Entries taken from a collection
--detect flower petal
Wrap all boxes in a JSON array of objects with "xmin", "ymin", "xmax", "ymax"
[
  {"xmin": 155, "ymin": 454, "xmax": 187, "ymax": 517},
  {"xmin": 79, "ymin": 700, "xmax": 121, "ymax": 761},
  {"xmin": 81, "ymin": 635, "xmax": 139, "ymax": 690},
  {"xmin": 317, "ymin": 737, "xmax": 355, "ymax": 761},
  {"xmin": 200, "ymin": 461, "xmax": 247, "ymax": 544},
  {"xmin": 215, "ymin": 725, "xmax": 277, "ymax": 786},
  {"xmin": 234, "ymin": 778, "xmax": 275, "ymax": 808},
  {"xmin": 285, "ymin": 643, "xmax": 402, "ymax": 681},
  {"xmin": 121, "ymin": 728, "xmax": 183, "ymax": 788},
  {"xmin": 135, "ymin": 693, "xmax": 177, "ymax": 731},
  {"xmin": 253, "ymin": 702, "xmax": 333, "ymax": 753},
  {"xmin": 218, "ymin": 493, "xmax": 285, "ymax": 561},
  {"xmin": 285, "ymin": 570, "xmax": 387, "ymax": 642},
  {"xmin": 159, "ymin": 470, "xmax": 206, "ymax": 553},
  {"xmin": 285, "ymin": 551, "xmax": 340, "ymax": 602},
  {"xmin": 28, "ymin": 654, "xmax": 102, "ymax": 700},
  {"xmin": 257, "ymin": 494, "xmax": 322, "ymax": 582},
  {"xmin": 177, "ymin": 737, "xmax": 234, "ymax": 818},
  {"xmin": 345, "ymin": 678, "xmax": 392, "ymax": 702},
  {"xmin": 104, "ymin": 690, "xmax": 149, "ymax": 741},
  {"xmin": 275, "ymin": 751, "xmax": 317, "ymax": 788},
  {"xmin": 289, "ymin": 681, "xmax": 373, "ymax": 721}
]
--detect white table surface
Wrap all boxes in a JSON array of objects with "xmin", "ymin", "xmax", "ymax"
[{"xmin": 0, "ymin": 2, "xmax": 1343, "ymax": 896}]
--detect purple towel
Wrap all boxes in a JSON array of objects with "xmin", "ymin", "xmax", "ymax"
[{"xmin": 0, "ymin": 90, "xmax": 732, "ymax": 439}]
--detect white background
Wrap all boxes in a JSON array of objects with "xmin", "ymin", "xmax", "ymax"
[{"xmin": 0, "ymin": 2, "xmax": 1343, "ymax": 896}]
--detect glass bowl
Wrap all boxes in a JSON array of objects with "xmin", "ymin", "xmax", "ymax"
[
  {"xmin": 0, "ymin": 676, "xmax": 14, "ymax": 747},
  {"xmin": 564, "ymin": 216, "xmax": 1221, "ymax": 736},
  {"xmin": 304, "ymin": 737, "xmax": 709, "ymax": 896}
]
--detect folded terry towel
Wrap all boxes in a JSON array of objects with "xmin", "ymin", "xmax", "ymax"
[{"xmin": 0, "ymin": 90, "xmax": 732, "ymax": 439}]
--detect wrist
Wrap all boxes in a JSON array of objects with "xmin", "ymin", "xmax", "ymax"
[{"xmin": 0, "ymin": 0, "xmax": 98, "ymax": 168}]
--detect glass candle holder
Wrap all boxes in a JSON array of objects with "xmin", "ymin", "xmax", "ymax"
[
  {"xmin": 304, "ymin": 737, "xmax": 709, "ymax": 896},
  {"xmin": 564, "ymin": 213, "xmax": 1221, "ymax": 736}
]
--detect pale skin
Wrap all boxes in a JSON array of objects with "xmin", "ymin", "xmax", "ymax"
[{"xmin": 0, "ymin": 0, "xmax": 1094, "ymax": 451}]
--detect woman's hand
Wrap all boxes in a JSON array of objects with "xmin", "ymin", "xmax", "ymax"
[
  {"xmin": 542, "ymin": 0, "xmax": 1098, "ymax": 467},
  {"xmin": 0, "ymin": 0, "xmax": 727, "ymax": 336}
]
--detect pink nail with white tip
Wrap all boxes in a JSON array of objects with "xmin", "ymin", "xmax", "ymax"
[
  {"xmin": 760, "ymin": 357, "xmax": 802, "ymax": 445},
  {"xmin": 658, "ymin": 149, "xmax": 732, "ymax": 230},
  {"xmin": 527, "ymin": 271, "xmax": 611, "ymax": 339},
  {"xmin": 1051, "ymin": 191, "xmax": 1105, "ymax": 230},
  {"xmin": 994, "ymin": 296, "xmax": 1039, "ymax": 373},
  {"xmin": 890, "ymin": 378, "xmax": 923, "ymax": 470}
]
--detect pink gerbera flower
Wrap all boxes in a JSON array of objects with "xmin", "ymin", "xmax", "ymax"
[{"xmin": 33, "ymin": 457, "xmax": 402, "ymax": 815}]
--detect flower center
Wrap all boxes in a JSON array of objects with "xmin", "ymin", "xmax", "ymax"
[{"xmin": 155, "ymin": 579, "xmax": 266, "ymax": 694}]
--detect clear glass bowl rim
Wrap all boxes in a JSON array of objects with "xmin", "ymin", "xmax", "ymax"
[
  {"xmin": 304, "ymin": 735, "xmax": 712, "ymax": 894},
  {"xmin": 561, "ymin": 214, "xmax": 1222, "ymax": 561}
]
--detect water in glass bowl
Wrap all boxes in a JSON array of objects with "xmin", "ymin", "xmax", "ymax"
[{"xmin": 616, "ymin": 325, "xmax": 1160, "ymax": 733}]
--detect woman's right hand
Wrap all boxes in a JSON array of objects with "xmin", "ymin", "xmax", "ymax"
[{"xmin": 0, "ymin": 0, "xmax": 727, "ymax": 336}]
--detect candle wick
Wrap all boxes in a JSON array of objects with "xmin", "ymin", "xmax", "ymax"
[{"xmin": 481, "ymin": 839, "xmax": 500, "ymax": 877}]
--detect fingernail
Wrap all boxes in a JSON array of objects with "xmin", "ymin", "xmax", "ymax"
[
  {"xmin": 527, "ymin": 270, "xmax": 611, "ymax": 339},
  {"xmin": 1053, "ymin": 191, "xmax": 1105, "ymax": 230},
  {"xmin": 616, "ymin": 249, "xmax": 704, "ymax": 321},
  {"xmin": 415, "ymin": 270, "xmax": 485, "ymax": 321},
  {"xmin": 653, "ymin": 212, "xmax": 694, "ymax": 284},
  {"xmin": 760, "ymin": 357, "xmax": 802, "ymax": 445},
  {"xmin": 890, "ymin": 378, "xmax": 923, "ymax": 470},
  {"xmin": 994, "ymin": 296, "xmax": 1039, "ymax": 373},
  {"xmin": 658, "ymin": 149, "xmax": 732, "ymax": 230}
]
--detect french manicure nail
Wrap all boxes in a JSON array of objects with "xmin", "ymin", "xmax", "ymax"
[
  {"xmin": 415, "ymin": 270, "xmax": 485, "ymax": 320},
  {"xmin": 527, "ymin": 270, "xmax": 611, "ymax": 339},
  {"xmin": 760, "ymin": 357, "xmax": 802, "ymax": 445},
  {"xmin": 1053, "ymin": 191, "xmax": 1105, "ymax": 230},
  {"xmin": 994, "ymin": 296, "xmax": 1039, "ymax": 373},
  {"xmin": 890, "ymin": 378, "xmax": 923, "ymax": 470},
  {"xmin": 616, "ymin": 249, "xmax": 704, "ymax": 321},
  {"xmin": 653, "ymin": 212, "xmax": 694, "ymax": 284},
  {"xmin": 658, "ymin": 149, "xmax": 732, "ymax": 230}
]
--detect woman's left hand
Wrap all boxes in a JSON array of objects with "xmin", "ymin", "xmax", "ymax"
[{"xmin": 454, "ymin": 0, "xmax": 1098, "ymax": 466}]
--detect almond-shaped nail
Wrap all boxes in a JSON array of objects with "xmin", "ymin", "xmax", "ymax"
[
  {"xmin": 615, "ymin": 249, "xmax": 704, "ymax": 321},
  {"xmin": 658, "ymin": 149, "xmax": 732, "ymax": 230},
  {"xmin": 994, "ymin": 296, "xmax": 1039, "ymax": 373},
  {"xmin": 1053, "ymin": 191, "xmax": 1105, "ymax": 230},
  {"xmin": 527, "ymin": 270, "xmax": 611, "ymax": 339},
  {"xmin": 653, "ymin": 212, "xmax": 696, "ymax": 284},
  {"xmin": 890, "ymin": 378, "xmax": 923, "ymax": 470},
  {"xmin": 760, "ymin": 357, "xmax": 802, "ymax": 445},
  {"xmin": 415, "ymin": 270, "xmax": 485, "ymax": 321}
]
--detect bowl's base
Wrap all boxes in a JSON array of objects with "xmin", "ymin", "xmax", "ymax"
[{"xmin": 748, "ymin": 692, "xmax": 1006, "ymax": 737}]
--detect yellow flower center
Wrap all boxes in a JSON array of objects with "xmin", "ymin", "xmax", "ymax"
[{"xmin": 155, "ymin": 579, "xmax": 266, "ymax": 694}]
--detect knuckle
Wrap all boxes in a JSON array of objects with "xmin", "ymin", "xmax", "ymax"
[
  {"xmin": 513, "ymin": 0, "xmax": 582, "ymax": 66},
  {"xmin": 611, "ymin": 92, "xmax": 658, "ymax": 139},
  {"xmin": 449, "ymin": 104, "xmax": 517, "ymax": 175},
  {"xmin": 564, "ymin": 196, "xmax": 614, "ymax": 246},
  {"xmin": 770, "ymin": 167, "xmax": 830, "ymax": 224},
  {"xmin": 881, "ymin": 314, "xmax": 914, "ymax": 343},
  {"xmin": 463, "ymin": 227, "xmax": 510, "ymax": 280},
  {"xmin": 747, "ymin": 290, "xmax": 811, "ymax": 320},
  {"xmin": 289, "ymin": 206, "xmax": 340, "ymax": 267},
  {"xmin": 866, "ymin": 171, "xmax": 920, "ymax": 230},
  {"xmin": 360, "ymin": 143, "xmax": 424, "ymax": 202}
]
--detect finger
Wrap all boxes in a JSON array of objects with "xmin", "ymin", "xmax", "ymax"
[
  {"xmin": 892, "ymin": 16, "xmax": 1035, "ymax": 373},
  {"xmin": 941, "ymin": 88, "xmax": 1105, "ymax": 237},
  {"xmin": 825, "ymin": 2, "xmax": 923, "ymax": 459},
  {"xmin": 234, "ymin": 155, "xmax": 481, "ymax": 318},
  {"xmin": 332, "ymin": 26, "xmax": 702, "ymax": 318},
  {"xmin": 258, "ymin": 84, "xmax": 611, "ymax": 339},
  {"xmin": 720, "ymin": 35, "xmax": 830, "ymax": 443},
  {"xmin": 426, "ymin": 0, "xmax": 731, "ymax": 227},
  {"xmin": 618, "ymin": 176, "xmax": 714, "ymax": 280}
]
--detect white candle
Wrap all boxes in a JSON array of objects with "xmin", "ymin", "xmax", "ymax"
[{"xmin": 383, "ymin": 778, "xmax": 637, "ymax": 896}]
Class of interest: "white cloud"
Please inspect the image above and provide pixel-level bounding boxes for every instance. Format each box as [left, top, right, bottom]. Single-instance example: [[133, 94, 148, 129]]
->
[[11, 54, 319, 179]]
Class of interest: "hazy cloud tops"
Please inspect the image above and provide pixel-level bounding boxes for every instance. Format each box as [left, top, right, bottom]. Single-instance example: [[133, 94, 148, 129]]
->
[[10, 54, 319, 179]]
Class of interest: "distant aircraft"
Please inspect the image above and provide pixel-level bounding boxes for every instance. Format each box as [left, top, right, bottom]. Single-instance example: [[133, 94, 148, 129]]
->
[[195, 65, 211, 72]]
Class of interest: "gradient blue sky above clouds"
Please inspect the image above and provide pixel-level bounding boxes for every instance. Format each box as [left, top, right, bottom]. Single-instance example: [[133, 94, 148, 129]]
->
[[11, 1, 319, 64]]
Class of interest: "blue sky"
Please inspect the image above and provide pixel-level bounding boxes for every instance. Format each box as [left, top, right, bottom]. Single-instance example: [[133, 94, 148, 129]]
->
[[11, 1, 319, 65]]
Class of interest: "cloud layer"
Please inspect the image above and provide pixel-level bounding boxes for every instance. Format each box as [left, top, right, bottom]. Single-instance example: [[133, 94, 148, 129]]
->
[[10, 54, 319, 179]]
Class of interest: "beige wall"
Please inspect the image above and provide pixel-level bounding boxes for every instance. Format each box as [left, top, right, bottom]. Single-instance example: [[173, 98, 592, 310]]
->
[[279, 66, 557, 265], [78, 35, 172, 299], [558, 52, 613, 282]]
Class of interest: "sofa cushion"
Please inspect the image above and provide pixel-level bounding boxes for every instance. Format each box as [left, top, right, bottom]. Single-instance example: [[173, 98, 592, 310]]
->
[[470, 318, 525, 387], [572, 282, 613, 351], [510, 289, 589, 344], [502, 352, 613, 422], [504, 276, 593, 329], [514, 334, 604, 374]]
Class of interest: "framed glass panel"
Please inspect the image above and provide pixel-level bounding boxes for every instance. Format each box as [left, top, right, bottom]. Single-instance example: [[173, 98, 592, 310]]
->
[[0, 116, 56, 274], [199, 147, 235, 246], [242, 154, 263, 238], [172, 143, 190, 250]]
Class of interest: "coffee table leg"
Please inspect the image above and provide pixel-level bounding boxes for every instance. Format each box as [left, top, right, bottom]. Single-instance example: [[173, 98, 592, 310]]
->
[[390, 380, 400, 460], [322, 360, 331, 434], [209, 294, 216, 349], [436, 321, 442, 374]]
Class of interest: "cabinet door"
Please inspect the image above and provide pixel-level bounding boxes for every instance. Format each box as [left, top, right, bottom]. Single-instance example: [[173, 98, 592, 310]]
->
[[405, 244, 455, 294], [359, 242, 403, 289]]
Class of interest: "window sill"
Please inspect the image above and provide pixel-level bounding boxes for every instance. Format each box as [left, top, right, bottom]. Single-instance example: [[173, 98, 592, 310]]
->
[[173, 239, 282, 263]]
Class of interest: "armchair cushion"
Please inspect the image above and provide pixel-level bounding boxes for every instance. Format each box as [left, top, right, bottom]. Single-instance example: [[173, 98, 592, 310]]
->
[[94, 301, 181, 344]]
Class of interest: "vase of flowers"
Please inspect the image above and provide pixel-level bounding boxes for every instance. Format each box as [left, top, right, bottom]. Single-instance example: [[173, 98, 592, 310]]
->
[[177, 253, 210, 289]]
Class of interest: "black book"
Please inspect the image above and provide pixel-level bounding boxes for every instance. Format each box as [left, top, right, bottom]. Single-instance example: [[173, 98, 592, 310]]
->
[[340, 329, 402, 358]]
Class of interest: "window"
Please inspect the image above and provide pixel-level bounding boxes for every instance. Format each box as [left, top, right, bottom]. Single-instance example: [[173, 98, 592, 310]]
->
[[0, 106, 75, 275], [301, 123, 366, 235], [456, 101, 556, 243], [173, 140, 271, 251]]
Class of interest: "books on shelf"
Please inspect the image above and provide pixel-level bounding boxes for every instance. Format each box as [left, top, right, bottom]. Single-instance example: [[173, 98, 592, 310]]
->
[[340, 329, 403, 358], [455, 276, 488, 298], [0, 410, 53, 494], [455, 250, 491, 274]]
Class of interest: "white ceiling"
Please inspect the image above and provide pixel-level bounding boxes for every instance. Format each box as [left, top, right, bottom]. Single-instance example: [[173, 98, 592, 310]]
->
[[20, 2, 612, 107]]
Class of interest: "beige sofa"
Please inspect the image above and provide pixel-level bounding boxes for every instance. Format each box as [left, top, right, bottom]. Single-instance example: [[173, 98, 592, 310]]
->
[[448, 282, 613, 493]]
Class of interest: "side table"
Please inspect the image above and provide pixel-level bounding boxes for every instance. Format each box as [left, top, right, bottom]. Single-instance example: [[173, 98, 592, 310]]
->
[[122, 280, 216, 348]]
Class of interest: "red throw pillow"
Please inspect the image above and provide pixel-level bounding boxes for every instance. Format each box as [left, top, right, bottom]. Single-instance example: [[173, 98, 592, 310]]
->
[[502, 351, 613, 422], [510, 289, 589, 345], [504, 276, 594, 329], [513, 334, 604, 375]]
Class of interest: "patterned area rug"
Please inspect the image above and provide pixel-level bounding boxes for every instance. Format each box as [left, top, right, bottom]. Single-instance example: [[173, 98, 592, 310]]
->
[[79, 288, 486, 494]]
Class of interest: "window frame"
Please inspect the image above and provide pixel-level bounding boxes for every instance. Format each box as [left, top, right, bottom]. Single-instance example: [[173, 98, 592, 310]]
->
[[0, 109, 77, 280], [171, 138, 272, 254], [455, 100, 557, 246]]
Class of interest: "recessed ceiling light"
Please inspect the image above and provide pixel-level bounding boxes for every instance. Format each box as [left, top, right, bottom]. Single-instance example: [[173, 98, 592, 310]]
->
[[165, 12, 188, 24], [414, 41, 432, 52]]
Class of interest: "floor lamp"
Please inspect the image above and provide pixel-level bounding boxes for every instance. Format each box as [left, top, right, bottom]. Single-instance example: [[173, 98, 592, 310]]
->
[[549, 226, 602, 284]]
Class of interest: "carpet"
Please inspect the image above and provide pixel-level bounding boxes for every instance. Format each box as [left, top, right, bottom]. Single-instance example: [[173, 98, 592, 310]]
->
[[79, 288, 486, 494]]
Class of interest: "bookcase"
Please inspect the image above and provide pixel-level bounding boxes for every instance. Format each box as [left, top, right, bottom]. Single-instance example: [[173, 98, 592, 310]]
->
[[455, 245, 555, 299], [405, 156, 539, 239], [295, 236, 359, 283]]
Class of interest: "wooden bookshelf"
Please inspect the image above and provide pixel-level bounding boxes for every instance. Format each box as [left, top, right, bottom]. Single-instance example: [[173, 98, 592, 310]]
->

■ TASK DIRECTIONS:
Swap "Class of interest" for "Target label" in the listing lines between the line holding "--detect white candle" and the line holding "[[11, 1, 319, 64]]", inclusive. Return only those lines, with everything else left as it is.

■ OUTPUT OF THE EXERCISE:
--detect white candle
Wrap all boxes in a JSON array of objects with "xmin", "ymin", "xmax", "ymax"
[{"xmin": 383, "ymin": 778, "xmax": 637, "ymax": 896}]
Target label: "white cloud"
Please inspect the image above and provide pixel-level bounding boxes for every instance. Format each box as [left, top, right, bottom]. Single-instance example: [[133, 94, 148, 129]]
->
[[11, 54, 319, 179]]
Target label: "hazy cloud tops"
Please inspect the image above and provide pixel-level bounding boxes for every instance. Format each box as [left, top, right, bottom]. Single-instance example: [[133, 94, 148, 129]]
->
[[10, 54, 319, 179]]
Target label: "distant aircraft"
Please inspect the image above and provide pixel-level bounding boxes for every instance. Format each box as [left, top, right, bottom]. Single-instance example: [[133, 94, 148, 129]]
->
[[195, 65, 211, 72]]
Target label: "gradient blue sky above clouds"
Please inspect the image above and provide pixel-level bounding boxes for every instance. Format each box as [left, top, right, bottom]. Single-instance example: [[133, 94, 148, 129]]
->
[[11, 1, 319, 64]]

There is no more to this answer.